*Text extract*:
============

[racket] Marketplace: A language for network-aware programming

From: Ray Racine (ray.racine at gmail.com)
Date: Thu May 30 12:53:07 EDT 2013

Quick browsed the doc this morning.

Very happy to see this.  Some novelty here I think.  The Pub/Sub vs. say
strict Actor Peer-To-Peer seems more flexible.  Typed Endpoints and
Handlers. Yea!!

Looks like I can throw out some really half-baked code that addresses
similar functionality as Marketplace and does a poor job of doing so and
use Marketplace.

What is the general assumption, if any, regarding message delivery
guarantees?  Guaranteed, Once-And-Only-Once, At-Most-Once.  And Message
Ordering.  Say between 2 physical node Ground-VMs across a network?
Node 1 - Process A - sends M1 - sends M2  ----> Node 2 - Process B always
consumes M1 before M2?

Also rather curious on details of Marketplaces' approach to "Let-It-Fail"

============

*Challenges*:
a) Retype the Marketplace mailing-list post word for word, beginning at "Quick browsed the" and stopping after "Handlers. Yea!!".
b) Extend the Marketplace mailing-list post, picking up right after its last sentence.

============

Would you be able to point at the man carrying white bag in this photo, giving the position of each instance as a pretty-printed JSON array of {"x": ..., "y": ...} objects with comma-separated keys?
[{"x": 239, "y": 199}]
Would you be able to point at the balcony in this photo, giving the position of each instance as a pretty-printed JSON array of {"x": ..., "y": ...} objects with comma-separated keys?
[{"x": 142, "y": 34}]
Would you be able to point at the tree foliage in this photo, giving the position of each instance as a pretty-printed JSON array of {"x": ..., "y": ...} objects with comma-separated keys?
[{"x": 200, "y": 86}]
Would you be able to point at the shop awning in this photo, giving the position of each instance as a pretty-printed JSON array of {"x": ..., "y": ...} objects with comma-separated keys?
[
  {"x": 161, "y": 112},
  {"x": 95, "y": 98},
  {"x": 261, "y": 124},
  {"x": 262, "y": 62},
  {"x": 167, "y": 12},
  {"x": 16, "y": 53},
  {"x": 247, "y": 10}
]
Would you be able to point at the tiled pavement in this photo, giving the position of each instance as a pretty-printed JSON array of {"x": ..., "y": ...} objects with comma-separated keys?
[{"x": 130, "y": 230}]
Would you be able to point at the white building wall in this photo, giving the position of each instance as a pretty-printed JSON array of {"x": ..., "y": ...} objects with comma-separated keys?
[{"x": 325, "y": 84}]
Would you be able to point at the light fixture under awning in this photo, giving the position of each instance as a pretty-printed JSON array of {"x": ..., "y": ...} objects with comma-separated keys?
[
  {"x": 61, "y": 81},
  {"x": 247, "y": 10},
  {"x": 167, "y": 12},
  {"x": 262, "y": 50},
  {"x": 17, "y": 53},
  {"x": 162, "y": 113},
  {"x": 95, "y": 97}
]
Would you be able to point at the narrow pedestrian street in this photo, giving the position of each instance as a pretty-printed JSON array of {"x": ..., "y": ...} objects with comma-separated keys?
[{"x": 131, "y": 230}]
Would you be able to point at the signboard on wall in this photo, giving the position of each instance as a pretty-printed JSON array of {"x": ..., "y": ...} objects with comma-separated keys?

============

*Per-task outputs*:
a)
Quick browsed the doc this morning.

Very happy to see this.  Some novelty here I think.  The Pub/Sub vs. say
strict Actor Peer-To-Peer seems more flexible.  Typed Endpoints and
Handlers. Yea!!

b)
semantics and Nanny monitoring / restarting of processes.

And it's in Typed Racket too.  Double plus good.


On Wed, May 29, 2013 at 5:47 PM, Sam Tobin-Hochstadt <samth at ccs.neu.edu>wrote:

> We are happy to announce the release of Marketplace, a new programming
> language for building functional network programs.  Marketplace combines
> two fundamental ideas in a new way: nested virtual machines and
> publish/subscribe messaging.  Nesting allows programs to isolate
> processes and to delimit conversations. While publish/subscribe generalizes
> point-to-point and broadcast messaging, it smoothly turns the appearance
> and disappearance of participants and resources into _presence_ and
> _absence_ messages. Such messages make it particularly easy to start and
> stop services and to manage resources based on demand.
>
> Here is a simple TCP echo server written in Marketplace:
>
> #lang marketplace
>
> (endpoint #:subscriber (tcp-channel ? (tcp-listener 5999) ?)
>           #:conversation (tcp-channel from to _)
>           #:on-presence (spawn #:child (echoer from to)))
>
> ;; echoer: TcpAddress TcpAddress -> Transition
> (define (echoer from to)
>   (transition stateless
>     (endpoint #:subscriber (tcp-channel from to ?)
>               #:on-absence (quit)
>               [(tcp-channel _ _ data)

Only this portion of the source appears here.